::: Extrait cité

7. M. C...soutient que la décision portant refus de séjour porte atteinte à l'intérêt supérieur de ses enfants. Toutefois, d'une part, aucun enfant du couple n'était né à la date de la décision contestée, d'autre part, la circonstance que les trois enfants du requérant nés de sa précédente union qui résident en région parisienne lui rendraient visite à certains moments au cours de l'année ne suffit pas à établir une relation suffisamment stable, durable et intense dans des conditions telles que le préfet aurait méconnu les stipulations précitées de l'article 3-1 de la convention internationale des droits de l'enfant.
8. En quatrième lieu, aux termes de l'article L. 312-1 du code de l'entrée et du séjour des étrangers et du droit d'asile : " Dans chaque département est instituée une commission du titre de séjour ". Aux termes de l'article L. 312-2 du même code : " La commission est saisie par l'autorité administrative lorsque celle-ci envisage de refuser de délivrer ou de renouveler une carte de séjour temporaire à un étranger mentionné à l'article L. 313-11 ou de délivrer une carte de résident à un étranger mentionné aux articles L. 314-11 et L. 314-12, ainsi que dans le cas prévu à l'article L. 431-3 ". Il résulte de ces dispositions que le préfet n'est tenu de saisir la commission du titre de séjour que du seul cas des étrangers qui remplissent effectivement les conditions prévues à ces articles et auxquels il envisage de refuser le titre de séjour sollicité, et non de celui de tous les étrangers qui se prévalent de ces dispositions. Ainsi qu'il est dit
ci-dessus, le requérant ne remplissait pas les conditions prévues par les dispositions de l'article L. 313-11 du code de l'entrée et du séjour des étrangers et du droit d'asile permettant aux étrangers d'obtenir une carte de séjour temporaire. Par suite, l'intéressé n'est pas fondé à soutenir que le préfet était tenu de soumettre son cas à la commission du titre de séjour avant de rejeter sa demande à ce titre.
9. En cinquième lieu, le requérant reprend en appel le moyen déjà soulevé en première instance tiré de la méconnaissance des dispositions de l'article L. 313-14 du code de l'entrée et du séjour des étrangers et du droit d'asile en l'absence de saisine de la commission du titre de séjour, sans faire état d'éléments de fait ou de droit nouveaux. Il y a lieu d'écarter ce moyen par adoption des motifs pertinents retenus par le tribunal administratif.

::::::

Consigne a: Reproduisez le passage de l'extrait sur le refus de titre de séjour qui va de « 7. M. C...soutient » à « droits de l'enfant. », ces deux bornes comprises.

::: Données fournies

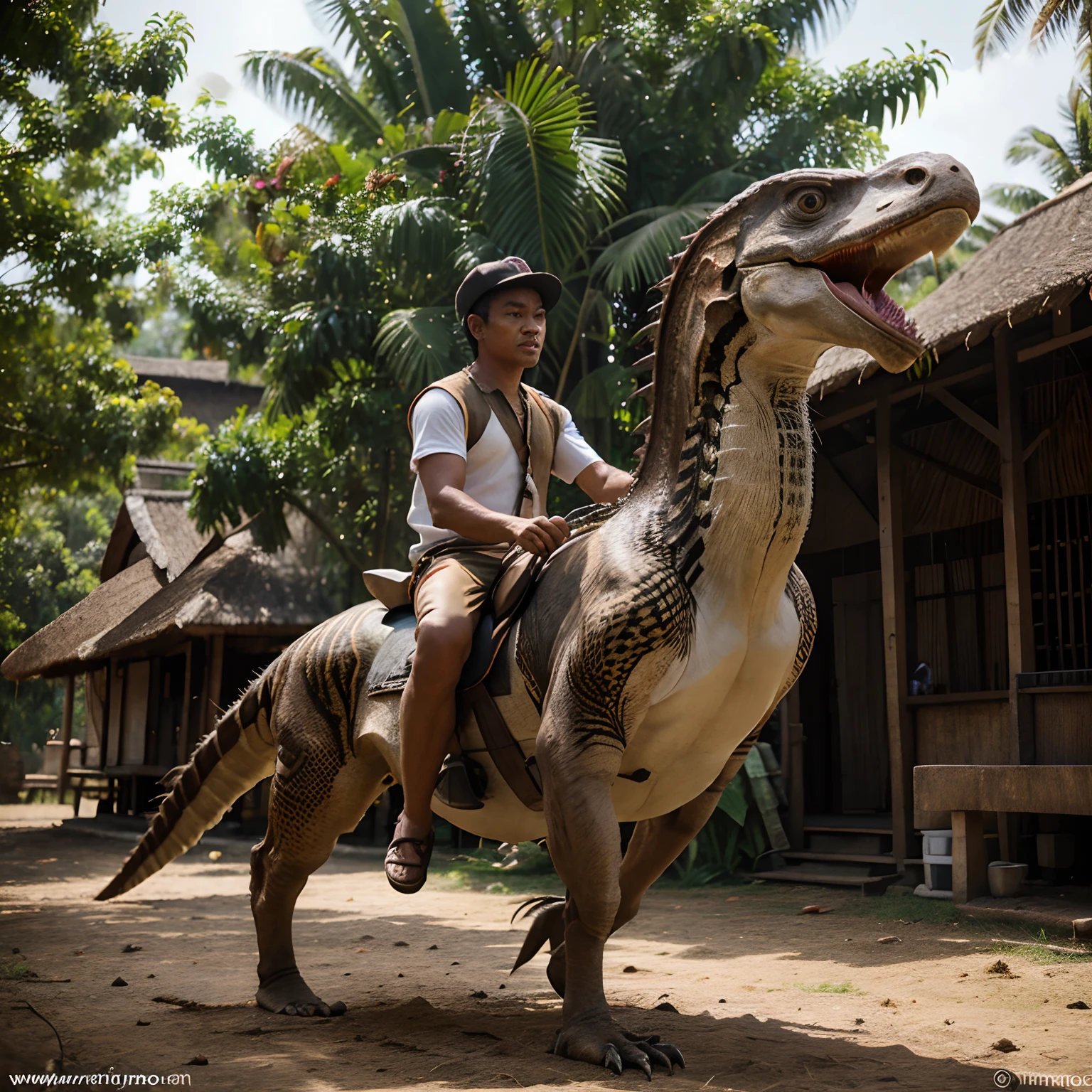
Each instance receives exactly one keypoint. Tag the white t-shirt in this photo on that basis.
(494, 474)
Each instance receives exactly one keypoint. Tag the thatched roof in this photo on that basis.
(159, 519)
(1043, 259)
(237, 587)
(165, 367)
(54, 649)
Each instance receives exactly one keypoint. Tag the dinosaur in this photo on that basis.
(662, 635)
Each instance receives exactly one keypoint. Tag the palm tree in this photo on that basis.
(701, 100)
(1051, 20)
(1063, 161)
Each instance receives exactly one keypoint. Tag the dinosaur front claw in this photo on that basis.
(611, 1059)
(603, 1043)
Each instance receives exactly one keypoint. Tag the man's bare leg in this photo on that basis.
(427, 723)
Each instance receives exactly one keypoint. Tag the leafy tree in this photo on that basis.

::::::

Consigne b: Présentez sous forme de liste numérotée les lignes des entrées du jeu de données, de celle qui contient « Each instance receives exactly one keypoint. Tag the man's » jusqu'à la dernière ligne des entrées, bornes incluses et lignes vides exclues.

Réponse finale a:
7. M. C...soutient que la décision portant refus de séjour porte atteinte à l'intérêt supérieur de ses enfants. Toutefois, d'une part, aucun enfant du couple n'était né à la date de la décision contestée, d'autre part, la circonstance que les trois enfants du requérant nés de sa précédente union qui résident en région parisienne lui rendraient visite à certains moments au cours de l'année ne suffit pas à établir une relation suffisamment stable, durable et intense dans des conditions telles que le préfet aurait méconnu les stipulations précitées de l'article 3-1 de la convention internationale des droits de l'enfant.

Réponse finale b:
1. Each instance receives exactly one keypoint. Tag the man's bare leg in this photo on that basis.
2. (427, 723)
3. Each instance receives exactly one keypoint. Tag the leafy tree in this photo on that basis.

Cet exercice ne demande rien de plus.